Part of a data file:
○ ○ ○ ○ ○
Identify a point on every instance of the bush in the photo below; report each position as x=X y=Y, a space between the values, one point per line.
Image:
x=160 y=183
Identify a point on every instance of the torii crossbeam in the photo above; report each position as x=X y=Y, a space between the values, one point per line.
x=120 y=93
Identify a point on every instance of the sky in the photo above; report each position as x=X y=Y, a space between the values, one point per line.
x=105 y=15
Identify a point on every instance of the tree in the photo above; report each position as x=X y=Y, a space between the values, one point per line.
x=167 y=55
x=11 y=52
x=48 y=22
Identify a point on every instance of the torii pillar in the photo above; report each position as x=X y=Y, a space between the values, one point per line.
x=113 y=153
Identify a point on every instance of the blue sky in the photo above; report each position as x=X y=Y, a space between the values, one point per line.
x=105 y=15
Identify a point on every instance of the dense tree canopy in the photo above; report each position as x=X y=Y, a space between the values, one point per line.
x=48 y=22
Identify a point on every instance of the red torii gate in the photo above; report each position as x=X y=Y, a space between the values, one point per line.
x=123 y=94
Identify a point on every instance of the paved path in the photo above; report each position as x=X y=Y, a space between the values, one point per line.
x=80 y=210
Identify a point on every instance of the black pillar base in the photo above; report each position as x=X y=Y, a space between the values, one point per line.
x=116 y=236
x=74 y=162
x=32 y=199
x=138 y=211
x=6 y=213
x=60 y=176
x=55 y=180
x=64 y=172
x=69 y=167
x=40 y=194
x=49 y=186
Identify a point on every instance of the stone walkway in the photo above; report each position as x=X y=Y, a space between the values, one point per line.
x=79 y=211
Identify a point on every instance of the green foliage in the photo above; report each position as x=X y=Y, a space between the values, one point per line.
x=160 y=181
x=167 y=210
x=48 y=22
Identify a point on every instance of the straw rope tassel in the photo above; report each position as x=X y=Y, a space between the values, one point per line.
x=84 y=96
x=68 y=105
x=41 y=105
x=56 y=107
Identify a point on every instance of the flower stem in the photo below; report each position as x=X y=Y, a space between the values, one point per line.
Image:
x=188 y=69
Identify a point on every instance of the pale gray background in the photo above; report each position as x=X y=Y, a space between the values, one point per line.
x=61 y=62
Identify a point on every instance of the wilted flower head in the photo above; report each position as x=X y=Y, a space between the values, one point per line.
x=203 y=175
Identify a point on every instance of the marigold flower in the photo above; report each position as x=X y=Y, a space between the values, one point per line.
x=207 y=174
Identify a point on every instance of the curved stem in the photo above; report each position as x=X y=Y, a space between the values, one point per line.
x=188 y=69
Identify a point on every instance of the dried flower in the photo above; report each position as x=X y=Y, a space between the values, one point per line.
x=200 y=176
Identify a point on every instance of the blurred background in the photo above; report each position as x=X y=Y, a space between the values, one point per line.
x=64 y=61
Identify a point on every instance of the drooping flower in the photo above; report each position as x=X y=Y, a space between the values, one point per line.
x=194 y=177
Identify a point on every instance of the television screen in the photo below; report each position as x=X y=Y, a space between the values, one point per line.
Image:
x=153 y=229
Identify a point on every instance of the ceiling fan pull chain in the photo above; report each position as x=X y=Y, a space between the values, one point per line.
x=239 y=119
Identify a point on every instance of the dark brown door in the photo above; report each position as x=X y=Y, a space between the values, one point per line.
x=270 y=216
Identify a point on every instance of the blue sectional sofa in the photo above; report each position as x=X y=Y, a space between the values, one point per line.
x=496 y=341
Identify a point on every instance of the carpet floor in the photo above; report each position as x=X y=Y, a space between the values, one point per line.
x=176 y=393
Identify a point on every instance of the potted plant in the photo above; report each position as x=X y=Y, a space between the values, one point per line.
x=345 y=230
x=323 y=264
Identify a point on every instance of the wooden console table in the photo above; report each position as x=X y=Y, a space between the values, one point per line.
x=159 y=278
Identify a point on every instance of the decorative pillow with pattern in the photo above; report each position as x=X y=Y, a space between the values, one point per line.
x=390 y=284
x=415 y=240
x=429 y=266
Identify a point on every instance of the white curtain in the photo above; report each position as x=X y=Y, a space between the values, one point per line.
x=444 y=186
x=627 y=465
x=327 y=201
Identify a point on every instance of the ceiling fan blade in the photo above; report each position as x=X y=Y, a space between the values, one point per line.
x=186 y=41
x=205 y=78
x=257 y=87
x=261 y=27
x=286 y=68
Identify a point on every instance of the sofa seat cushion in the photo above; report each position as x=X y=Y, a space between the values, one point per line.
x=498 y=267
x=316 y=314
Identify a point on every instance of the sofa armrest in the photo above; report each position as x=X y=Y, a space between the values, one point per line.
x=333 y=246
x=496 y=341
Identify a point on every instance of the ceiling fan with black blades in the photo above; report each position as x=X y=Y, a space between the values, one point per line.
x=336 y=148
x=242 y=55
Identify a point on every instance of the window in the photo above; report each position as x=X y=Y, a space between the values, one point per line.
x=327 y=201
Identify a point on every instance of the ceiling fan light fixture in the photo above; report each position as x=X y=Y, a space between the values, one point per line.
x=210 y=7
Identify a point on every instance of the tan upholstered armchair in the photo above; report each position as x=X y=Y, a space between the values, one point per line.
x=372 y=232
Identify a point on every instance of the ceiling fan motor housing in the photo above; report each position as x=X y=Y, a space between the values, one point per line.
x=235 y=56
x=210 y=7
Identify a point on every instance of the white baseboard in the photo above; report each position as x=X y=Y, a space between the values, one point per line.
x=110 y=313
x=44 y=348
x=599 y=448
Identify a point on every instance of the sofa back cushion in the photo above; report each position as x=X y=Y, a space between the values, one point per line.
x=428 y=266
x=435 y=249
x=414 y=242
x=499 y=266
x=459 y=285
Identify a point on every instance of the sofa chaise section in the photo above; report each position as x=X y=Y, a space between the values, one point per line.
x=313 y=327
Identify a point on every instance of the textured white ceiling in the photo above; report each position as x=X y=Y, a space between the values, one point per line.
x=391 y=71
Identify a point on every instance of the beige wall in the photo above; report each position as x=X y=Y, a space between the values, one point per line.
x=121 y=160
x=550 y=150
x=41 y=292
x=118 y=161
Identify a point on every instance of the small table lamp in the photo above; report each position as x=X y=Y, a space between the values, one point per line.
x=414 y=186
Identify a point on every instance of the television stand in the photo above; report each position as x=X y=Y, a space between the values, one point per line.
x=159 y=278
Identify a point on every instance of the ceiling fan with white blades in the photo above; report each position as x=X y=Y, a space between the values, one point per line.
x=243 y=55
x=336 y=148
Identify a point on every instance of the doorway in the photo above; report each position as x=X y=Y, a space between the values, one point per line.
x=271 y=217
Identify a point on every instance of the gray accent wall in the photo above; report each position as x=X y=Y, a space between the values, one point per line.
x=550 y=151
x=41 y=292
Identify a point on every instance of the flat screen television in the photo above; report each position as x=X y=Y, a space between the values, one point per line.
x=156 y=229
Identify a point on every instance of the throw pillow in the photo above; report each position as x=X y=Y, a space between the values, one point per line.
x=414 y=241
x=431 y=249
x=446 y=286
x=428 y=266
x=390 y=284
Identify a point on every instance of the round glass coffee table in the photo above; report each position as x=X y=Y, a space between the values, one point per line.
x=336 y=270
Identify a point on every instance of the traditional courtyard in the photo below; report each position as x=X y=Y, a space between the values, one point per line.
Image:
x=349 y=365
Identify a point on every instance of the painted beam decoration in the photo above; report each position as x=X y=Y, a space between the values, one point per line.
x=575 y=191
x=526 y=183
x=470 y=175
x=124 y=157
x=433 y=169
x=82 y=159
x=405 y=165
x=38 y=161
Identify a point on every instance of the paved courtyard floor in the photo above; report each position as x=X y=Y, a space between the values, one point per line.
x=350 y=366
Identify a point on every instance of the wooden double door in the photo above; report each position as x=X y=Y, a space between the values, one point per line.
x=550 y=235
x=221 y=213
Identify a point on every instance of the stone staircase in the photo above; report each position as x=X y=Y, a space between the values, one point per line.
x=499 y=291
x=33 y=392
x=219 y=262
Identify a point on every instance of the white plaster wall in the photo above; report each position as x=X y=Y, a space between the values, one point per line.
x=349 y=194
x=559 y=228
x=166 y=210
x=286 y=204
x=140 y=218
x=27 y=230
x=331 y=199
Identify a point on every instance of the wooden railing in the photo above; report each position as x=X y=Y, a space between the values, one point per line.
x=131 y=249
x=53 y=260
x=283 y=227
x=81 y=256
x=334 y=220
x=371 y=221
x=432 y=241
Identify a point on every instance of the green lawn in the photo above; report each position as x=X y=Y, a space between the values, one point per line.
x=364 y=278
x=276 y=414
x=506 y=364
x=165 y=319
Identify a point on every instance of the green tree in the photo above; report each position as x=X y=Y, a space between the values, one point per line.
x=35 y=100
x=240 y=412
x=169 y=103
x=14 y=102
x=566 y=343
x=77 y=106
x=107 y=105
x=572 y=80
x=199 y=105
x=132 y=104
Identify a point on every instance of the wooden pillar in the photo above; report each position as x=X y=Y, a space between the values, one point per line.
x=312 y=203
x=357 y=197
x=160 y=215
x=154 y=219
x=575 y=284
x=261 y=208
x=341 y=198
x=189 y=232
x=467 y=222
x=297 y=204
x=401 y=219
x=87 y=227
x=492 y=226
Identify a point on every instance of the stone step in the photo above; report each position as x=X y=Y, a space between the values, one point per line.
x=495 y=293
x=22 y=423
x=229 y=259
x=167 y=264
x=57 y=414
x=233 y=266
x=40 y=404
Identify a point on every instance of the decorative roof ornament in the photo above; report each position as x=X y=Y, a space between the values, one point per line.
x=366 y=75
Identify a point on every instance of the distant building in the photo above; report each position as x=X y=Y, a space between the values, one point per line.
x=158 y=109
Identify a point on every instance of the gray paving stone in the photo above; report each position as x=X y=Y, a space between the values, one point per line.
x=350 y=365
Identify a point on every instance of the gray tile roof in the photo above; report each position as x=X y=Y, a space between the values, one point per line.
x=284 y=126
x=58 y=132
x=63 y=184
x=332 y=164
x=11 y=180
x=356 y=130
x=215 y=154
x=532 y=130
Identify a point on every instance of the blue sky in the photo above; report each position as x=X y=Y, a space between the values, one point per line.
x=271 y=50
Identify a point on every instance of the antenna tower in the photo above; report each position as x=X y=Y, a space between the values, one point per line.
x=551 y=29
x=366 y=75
○ ○ ○ ○ ○
#### WRITTEN EXERCISE:
Copy the records above verbatim, starting at the line containing "Identify a point on every instance of the carpet" and ending with the line containing "x=323 y=264", including both of those lines.

#### RESULT FOR THIS EXERCISE:
Identify a point on every instance of the carpet floor in the photo above; report each position as x=X y=Y, a space between the values, one point per line.
x=176 y=393
Identify a point on every instance of the potted plant in the photo above; report each position as x=X y=Y, a space between the values, one point per line.
x=345 y=230
x=323 y=264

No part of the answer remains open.